Data -
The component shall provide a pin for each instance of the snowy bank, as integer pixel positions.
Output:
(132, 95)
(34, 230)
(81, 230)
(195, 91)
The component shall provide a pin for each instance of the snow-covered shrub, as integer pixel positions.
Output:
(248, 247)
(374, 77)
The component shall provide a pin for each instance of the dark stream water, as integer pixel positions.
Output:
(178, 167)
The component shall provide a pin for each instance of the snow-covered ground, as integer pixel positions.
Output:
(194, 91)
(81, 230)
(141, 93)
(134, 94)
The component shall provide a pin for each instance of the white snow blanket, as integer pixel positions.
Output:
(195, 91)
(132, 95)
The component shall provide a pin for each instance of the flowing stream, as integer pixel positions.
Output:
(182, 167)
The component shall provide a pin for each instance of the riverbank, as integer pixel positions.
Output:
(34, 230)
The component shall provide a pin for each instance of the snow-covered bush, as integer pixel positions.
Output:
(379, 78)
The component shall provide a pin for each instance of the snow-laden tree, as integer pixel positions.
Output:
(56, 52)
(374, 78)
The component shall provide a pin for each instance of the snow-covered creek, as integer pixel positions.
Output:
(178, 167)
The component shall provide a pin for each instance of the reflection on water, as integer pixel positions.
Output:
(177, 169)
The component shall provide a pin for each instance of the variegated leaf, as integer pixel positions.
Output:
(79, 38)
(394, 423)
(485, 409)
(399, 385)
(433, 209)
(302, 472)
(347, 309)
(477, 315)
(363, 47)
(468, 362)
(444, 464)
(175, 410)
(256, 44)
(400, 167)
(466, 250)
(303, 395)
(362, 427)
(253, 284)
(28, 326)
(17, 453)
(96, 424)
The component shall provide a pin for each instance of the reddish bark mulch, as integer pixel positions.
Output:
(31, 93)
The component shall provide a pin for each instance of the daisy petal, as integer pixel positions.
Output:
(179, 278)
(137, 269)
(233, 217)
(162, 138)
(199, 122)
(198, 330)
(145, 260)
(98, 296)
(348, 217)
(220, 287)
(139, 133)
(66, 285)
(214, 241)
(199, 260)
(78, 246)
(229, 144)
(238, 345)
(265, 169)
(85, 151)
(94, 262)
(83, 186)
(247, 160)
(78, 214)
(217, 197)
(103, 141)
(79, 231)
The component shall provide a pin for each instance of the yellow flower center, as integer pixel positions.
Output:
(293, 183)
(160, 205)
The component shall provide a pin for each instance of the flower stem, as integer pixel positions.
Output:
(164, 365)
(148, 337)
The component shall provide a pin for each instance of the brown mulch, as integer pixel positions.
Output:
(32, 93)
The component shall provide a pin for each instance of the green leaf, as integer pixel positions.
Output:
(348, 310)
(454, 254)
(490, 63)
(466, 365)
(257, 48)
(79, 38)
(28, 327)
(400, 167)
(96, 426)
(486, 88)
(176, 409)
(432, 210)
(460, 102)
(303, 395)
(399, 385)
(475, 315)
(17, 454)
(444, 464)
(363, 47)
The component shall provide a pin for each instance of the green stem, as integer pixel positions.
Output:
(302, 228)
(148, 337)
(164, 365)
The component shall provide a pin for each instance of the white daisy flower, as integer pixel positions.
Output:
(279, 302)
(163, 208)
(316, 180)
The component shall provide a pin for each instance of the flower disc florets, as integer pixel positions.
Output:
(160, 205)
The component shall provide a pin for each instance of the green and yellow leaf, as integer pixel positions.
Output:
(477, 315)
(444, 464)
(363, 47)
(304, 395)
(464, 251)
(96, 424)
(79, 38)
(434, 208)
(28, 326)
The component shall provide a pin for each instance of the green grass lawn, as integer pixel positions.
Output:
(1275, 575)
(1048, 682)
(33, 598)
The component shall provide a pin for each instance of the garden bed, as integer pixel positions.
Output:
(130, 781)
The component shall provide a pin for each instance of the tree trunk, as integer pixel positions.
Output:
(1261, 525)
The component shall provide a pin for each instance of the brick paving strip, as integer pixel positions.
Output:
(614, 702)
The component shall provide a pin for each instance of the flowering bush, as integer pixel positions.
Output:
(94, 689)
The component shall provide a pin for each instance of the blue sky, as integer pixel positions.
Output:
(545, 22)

Instructions for the task -
Nothing may be omitted or altered; reproduce all of the entries.

The answer -
The component shall provide a pin for each instance of the snowy bank, as integer pixel positions.
Output:
(132, 95)
(34, 230)
(81, 230)
(195, 91)
The component shall provide a pin for each instance of the snow-covered shrub, as integer pixel positions.
Output:
(248, 247)
(374, 77)
The component shall provide a pin for each instance of the dark stream water, as integer pixel positions.
Output:
(178, 167)
The component shall provide a pin for each instance of the snow-covered ground, as integer pixel positions.
Output:
(194, 91)
(81, 230)
(141, 93)
(134, 94)
The component shall provide a pin for each instance of the white snow blanket, as integer pixel positions.
Output:
(195, 91)
(132, 95)
The component shall provide a pin for each instance of the flowing stream, as integer pixel positions.
Output:
(182, 167)
The component shall provide a pin for each instance of the riverbank, as integer pixel positions.
Output:
(34, 230)
The component shall provide a pin for each instance of the snow-covered bush, as integer pixel positions.
Output:
(379, 78)
The component shall provide a pin for each instance of the snow-laden tree, as integer pixel positions.
Output:
(56, 52)
(374, 78)
The component shall provide a pin for each instance of the snow-covered creek, as integer pixel positions.
Output:
(178, 167)
The component shall provide a pin for each instance of the reflection on water, as integer pixel positions.
Output:
(177, 169)
The component shall provide a pin for each instance of the variegated leaf, as integer pixel positions.
Output:
(79, 38)
(394, 423)
(485, 409)
(399, 385)
(433, 209)
(302, 472)
(347, 309)
(477, 315)
(363, 47)
(468, 362)
(444, 464)
(175, 410)
(256, 44)
(400, 167)
(466, 250)
(303, 395)
(362, 427)
(253, 284)
(28, 326)
(17, 453)
(96, 424)
The component shall provide a pin for each instance of the reddish bark mulch, as integer pixel positions.
Output:
(31, 93)
The component shall provide a pin for each instance of the daisy petal, as integer pixel positions.
Output:
(179, 278)
(137, 269)
(233, 217)
(162, 138)
(199, 122)
(198, 330)
(145, 260)
(98, 296)
(348, 217)
(220, 287)
(139, 133)
(66, 285)
(214, 241)
(199, 260)
(78, 246)
(229, 144)
(238, 345)
(265, 169)
(85, 151)
(94, 262)
(83, 186)
(247, 160)
(78, 214)
(217, 197)
(103, 141)
(79, 231)
The component shall provide a pin for each instance of the yellow flower center, as integer pixel positions.
Output:
(293, 183)
(160, 205)
The component shall provide a pin for each instance of the flower stem, as integer pixel positions.
Output:
(164, 365)
(148, 337)
The component shall provide a pin for each instance of the brown mulch, as integer pixel positions.
Output:
(32, 93)
The component shall provide a pin for each instance of the green leaf, as integer pixel positions.
Output:
(348, 310)
(454, 254)
(490, 63)
(466, 365)
(257, 48)
(79, 38)
(28, 327)
(400, 167)
(96, 426)
(486, 88)
(176, 409)
(432, 210)
(460, 102)
(303, 395)
(399, 385)
(475, 315)
(17, 454)
(444, 464)
(363, 47)
The component shall provide a pin for each instance of the green stem, as integer pixel positions.
Output:
(302, 228)
(148, 337)
(164, 365)
The component shall provide a pin for each instance of the white daisy flower, as integer pixel positions.
Output:
(279, 302)
(163, 208)
(316, 180)
The component shall provide a pin for each instance of the flower disc florets, as integer pixel positions.
Output:
(160, 205)
The component shall provide a pin for each instance of the green and yellow leaf, as integer pixel positions.
Output:
(477, 315)
(444, 464)
(363, 47)
(304, 395)
(464, 251)
(96, 424)
(79, 38)
(434, 208)
(28, 326)
The component shall provide a pin for each instance of the green grass lawn, as integer pixel positions.
Output:
(1275, 575)
(1048, 682)
(33, 598)
The component shall provide a pin for each instance of the garden bed, as integer pixel positions.
Output:
(130, 781)
The component shall provide a pin for each instance of the tree trunk, as integer pixel positions.
Output:
(1261, 525)
The component shall provide a pin for each instance of the brick paving strip, as integer pixel positions.
Output:
(614, 702)
The component shall provide a pin for each instance of the flowering bush, as integer pixel positions.
Output:
(94, 689)
The component shall provide a pin for each instance of the blue sky, as integer pixel positions.
Output:
(545, 22)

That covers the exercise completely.